EXERCISE AIM ->
Repeat the entries that follow verbatim, without any of their pictures.
─── DATASET ───
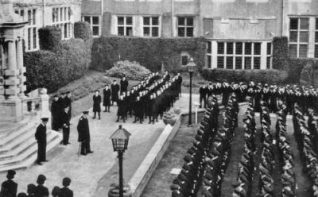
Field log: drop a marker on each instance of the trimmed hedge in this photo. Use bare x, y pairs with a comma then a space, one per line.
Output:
53, 70
149, 52
264, 76
82, 30
50, 37
280, 53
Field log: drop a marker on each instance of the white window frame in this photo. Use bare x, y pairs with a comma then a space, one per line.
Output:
151, 26
185, 26
61, 18
298, 30
125, 25
30, 31
91, 25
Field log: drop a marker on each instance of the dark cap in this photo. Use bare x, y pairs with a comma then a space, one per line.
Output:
44, 119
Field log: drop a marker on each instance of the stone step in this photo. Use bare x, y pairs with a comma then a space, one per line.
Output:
29, 150
31, 158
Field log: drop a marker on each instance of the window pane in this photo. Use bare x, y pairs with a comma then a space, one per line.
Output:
248, 63
303, 37
155, 31
268, 62
155, 20
121, 31
190, 21
87, 19
220, 62
189, 32
129, 31
304, 23
146, 21
257, 48
293, 36
293, 50
239, 48
95, 31
316, 51
229, 49
209, 61
303, 50
95, 20
293, 23
181, 32
229, 62
238, 62
120, 20
129, 20
181, 21
248, 48
257, 62
184, 60
269, 48
220, 47
209, 48
146, 31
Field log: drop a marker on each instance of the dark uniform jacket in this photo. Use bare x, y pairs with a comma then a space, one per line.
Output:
40, 134
83, 130
9, 189
66, 192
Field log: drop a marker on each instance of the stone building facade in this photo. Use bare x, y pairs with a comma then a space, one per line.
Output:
239, 32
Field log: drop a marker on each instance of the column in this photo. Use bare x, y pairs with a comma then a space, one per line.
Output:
21, 69
12, 81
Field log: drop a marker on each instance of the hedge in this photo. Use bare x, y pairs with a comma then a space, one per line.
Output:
82, 30
50, 37
271, 76
280, 53
52, 70
149, 52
───
SOLVED EXERCISE ->
Field log: drop a marker on each instance of the trimmed hedge in this photo. Use bare x, y pairs with a comma then a space, one per line.
Output:
53, 70
149, 52
264, 76
82, 30
50, 37
280, 53
Field log: drop a marker on each instance of the white window frame in this photo. Use bare x, y pairs with a comma then a space, one per line.
Output:
151, 26
185, 26
61, 18
298, 30
125, 25
30, 31
91, 25
Field log: drop a marker on each instance of the dark cap in this photo. Use bare x, y pairs with a comma then a space, one per line.
Output:
44, 119
Field log: drop a marker on each instance of the stone step in this photo. Use bare x, y pairs with a comma then a space, one per line.
Output:
29, 150
31, 158
Field log: drop a marker on each instance of the window pane in this photo. Use bare x, y pairs with a comma then a space, one per line.
Output:
248, 63
303, 37
155, 31
268, 62
155, 20
121, 31
190, 21
87, 19
220, 62
189, 32
129, 31
304, 23
146, 21
257, 48
293, 36
293, 50
239, 48
95, 31
316, 51
229, 49
209, 61
303, 50
95, 20
293, 23
181, 32
229, 62
238, 62
120, 20
129, 20
181, 21
248, 48
257, 62
184, 60
269, 48
220, 47
209, 48
146, 31
Field log: drop a marker on each instance of the dark uniform jacket in this photo. Use bare x, y pairs with a comma then a space, one per line.
Output:
40, 134
83, 130
9, 189
66, 192
Field log: drop a marker on each instance of the stone building facade in this photo. Use bare x, y pairs with a comma then a space, one per line.
Output:
239, 32
Field log: drop a marker on each instance of the column in this photo. Use bare x, y pairs with a comma then a space, one per line.
Output:
21, 69
12, 81
Field log: drop a marker on each instance of the hedge in this photo. Use bare x, y pairs with a comma then a space, one per line.
Output:
82, 30
50, 37
271, 76
280, 53
52, 70
149, 52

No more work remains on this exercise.